What you have to do -
Can you repeat each of the records below word for word, keeping them in the same order?

───── Input for this task ─────

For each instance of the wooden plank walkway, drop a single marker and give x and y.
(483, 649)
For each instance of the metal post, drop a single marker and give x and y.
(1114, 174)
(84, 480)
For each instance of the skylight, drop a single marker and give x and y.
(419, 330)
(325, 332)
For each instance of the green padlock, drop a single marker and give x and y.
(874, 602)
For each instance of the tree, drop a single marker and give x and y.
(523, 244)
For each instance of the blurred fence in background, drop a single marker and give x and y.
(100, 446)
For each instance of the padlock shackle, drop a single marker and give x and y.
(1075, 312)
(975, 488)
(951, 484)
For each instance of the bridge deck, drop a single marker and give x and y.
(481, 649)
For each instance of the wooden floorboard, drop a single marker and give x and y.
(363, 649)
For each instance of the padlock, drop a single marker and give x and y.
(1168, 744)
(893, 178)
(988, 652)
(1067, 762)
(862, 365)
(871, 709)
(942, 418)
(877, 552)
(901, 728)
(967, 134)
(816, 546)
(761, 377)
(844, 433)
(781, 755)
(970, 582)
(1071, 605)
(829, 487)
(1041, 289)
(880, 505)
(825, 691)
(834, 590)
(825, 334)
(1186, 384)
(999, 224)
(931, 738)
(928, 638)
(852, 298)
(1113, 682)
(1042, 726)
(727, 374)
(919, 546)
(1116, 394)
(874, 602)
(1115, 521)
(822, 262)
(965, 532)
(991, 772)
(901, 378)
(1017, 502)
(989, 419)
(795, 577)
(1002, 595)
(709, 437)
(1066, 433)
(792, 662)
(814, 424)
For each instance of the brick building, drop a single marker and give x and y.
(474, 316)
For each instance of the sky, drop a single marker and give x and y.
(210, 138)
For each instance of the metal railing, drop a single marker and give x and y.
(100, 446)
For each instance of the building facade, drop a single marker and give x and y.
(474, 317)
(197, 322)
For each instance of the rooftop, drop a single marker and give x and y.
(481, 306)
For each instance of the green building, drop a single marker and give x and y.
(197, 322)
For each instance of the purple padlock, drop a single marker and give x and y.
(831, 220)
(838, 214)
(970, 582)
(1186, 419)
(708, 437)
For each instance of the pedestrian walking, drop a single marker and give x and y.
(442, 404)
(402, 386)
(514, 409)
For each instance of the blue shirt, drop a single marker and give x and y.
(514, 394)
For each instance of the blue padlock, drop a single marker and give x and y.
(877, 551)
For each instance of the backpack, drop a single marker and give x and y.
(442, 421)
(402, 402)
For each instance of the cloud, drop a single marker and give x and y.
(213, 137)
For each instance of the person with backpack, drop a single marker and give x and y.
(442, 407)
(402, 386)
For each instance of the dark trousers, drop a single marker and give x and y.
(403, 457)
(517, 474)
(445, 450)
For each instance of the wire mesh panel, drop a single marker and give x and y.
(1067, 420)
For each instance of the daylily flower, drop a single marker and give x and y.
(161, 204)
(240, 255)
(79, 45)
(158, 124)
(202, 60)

─────

Output below -
For each instance of the wooden plank walkway, drop a single marker and give x and y.
(483, 649)
For each instance of the metal post, drop a single marker and give x and y.
(1114, 174)
(84, 480)
For each instance of the skylight, drop a single marker and give x and y.
(419, 330)
(325, 332)
For each instance of the green padlock, drop a single marker and give x and y.
(874, 602)
For each instance of the tree, drop a single marker and give x and y.
(523, 244)
For each instance of the blurred fence in background, drop a single marker and give x and y.
(100, 446)
For each instance of the padlock shackle, drop a single marker and give x and y.
(1075, 312)
(975, 488)
(951, 484)
For each instance of the bridge deck, drop a single marker and give x and y.
(481, 649)
For each instance of the wooden floorboard, drop a single marker and give x and y.
(363, 649)
For each instance of the padlock, drop a single marker and give x and y.
(1168, 744)
(893, 178)
(988, 652)
(1067, 762)
(862, 365)
(871, 709)
(942, 418)
(877, 552)
(901, 728)
(967, 134)
(816, 546)
(761, 377)
(844, 433)
(781, 755)
(970, 582)
(1071, 605)
(829, 487)
(1041, 289)
(880, 505)
(825, 691)
(834, 590)
(825, 334)
(1186, 384)
(999, 224)
(931, 738)
(928, 638)
(852, 298)
(1113, 682)
(1042, 726)
(727, 374)
(919, 546)
(1116, 394)
(874, 602)
(1115, 521)
(822, 262)
(965, 532)
(991, 772)
(901, 378)
(1017, 502)
(989, 419)
(795, 577)
(1002, 595)
(709, 437)
(1066, 433)
(792, 662)
(814, 424)
For each instance of the brick building, drop a single marker and give x and y.
(474, 316)
For each instance of the sky, drop a single marker and give x and y.
(210, 138)
For each instance of the metal railing, drop a single marker and give x and y.
(100, 446)
For each instance of the building facade, drop a single marker and give x and y.
(474, 317)
(197, 322)
For each instance of the rooftop, drop a single marker and give x and y.
(481, 306)
For each instance of the green building, drop a single marker and give x and y.
(197, 322)
For each instance of the purple padlock, drop a single marker and give x and y.
(831, 220)
(838, 214)
(970, 582)
(1186, 419)
(708, 437)
For each instance of the pedestrian walking, drop a single marker and give x and y.
(442, 404)
(402, 386)
(514, 409)
For each instance of the blue shirt, drop a single marker and give x and y.
(514, 394)
For each instance of the blue padlock, drop a single marker and give x and y.
(877, 551)
For each instance of the backpack, drop a single marker and give x and y.
(442, 421)
(402, 402)
For each instance of the cloud, drop a single marker and give x and y.
(213, 137)
For each instance of the person with backpack, drop a single marker and give x and y.
(442, 407)
(402, 386)
For each instance of the dark trousers, drop a single marker and give x and y.
(403, 457)
(517, 474)
(445, 450)
For each instance of the wire mesh panel, drop a single marker and give x and y.
(1067, 420)
For each instance of the daylily flower, drop a single marker and give x and y.
(161, 204)
(240, 255)
(79, 45)
(158, 124)
(202, 60)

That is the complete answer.